▶ **SUPPLIED PASSAGE**:

□ □ □ □ □ □ □

I tried playing this on my Windows 7 box, and I couldn't hear it at all through various softwares, even with amplification. With ASIO output in foobar2000 I could just barely hear it at max volume with my DAC.


----------



## whyur (Sep 22, 2019)

I can clearly hear the difference on a T-420, and I am not an audiophile nor am I a computer/soft expert by any means. Not only it is better via an external DAC, but it is good enough via it's on-board chip: clearly an obvious superiority of the chip driver soft aside from the rest of them variables. The same hardware cries for an external DAC on Windows 7 or Linux. I have also tried KX Studio and AP Linux and I  keep coming back to FreeBSD. 
Classical music mostly with a modest hardware on the end side of it: either Sennheiser 600 or Vandersteen 2Ci speakers with a vintage Marantz in between.
Thank you very much, developers


----------



## rsronin (Sep 22, 2019)

I was drawn to FreeBSD because of OSS.


----------



## Alain De Vos (Sep 22, 2019)

Has anyone experiences with using jack in freebsd ?.  Should i compile audio ports with option resampling on or off ?


----------



## zirias@ (Sep 22, 2019)

When doing some C64 SID music, I observed for quite some time it sounds much better in VICE 3.3 on FreeBSD 12 than it does in VICE 3.3 on Windows 10. But then, I use them on different machines, so I assumed it might be the machines themselves or maybe differences in the VICE ports. It never occured to me that the OS might actually have an influence itself 

What I can say for sure is: sound on FreeBSD is much better than on Linux, just for technical aspects. A clean OSS interface is much nicer than that ALSA and pulseaudio hell ...


----------



## dieselriot (Sep 24, 2019)

I also favor OSS. I use my FreeBSD box for running DAWs, mostly FL Studio. The Included FL ASIO audio plugin works amazingly well, no need for JACK. By increasing the buffer size a bit I can run high-end plugins on an underpowered laptop at ~60% CPU usage. I'm pretty sure they choked a lot in Linux.

Also, there's native support for equalization, whereas in other systems you have to do a lot of shit to get it working proper. The bass and treble controls even show up on audio/wmsmixer with the correct icons:







And then there's the before mentioned sysctl tweak `hw.snd.vpc_0db`, which acts pretty much like a built-in pre-amp.

It's because of things like these or moused() that I haven't booted into my Linux partition in months.


----------



## sand_man (Sep 24, 2019)

□ □ □ □ □ □ □

▶ **RECORDS**:
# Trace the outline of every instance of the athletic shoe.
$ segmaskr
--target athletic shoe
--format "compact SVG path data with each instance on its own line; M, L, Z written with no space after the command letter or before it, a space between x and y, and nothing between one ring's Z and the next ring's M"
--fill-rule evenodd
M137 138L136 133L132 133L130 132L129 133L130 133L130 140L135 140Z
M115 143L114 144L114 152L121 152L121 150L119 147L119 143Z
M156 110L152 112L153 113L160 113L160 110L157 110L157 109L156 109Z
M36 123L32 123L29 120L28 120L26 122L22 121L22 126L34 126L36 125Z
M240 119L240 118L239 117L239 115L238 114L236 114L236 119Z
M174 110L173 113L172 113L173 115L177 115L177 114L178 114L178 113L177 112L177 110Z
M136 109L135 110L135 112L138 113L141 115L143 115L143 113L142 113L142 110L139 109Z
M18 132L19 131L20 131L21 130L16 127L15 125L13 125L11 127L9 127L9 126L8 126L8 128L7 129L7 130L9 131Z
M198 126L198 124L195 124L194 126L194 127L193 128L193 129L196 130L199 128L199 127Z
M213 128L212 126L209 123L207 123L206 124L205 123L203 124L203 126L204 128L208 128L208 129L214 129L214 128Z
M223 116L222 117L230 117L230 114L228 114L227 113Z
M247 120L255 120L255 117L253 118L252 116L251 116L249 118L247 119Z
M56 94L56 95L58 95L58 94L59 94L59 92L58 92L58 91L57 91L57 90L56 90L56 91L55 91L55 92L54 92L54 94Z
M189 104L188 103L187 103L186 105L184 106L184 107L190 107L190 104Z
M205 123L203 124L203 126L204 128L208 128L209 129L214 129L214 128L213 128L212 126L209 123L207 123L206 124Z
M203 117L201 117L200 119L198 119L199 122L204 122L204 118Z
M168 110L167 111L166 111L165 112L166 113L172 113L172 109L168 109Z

□ □ □ □ □ □ □

▶ **THE TASKS**:
1) Could you transcribe everything in the FreeBSD audio thread from "What I can say" down to "dieselriot (Sep 24, 2019)"?
2) Which sysctl setting does the FreeBSD audio thread say acts much like a built-in pre-amp?

▶ **COMPLETED EXERCISE**:
1)
What I can say for sure is: sound on FreeBSD is much better than on Linux, just for technical aspects. A clean OSS interface is much nicer than that ALSA and pulseaudio hell ...


----------



## dieselriot (Sep 24, 2019)

2) hw.snd.vpc_0db